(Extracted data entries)
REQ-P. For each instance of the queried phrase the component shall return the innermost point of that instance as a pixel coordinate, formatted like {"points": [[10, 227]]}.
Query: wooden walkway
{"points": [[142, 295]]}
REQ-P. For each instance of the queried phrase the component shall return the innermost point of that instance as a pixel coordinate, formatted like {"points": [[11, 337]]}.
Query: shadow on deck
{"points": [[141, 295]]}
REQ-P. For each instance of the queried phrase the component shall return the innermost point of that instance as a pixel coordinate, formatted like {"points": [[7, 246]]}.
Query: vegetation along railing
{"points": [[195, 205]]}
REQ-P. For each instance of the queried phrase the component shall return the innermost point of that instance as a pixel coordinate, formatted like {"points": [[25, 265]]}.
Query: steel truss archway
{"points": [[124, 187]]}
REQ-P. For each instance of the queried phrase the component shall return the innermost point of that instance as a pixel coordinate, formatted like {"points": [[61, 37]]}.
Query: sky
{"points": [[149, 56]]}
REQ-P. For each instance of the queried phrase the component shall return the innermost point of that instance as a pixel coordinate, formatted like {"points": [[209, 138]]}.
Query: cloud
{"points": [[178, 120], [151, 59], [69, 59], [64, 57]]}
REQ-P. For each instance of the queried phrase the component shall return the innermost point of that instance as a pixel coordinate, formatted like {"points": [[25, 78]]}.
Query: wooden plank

### PROBLEM TO SOLVE
Copy down the whole of the data above, matching it exactly.

### EXERCISE RESPONSE
REQ-P. For each instance of the queried phrase the component shall return the innermost point of that instance as a pixel coordinate, formatted like {"points": [[10, 227]]}.
Query: wooden walkway
{"points": [[142, 295]]}
REQ-P. For each instance of the queried phrase the component shall return the innermost point of that instance as a pixel coordinate, formatted like {"points": [[11, 337]]}.
Query: shadow on deck
{"points": [[141, 295]]}
REQ-P. For each instance of the queried phrase the component shall return the innermost point of that instance as a pixel coordinate, formatted like {"points": [[7, 246]]}.
Query: vegetation along railing
{"points": [[195, 205]]}
REQ-P. For each instance of the queried phrase the component shall return the innermost point of that instance as a pixel coordinate, formatted like {"points": [[25, 265]]}.
Query: steel truss archway
{"points": [[124, 187]]}
REQ-P. For each instance of the queried phrase the component shall return the innermost point of that instance as a pixel coordinate, formatted like {"points": [[61, 37]]}.
Query: sky
{"points": [[149, 56]]}
REQ-P. For each instance of the queried phrase the component shall return the innermost point of that instance as a pixel coordinate, formatted like {"points": [[209, 138]]}.
Query: cloud
{"points": [[178, 120], [151, 59], [69, 59], [64, 57]]}
REQ-P. For each instance of the queried phrase the component shall return the innermost point of that instance as a pixel coordinate, formatted like {"points": [[25, 78]]}.
Query: wooden plank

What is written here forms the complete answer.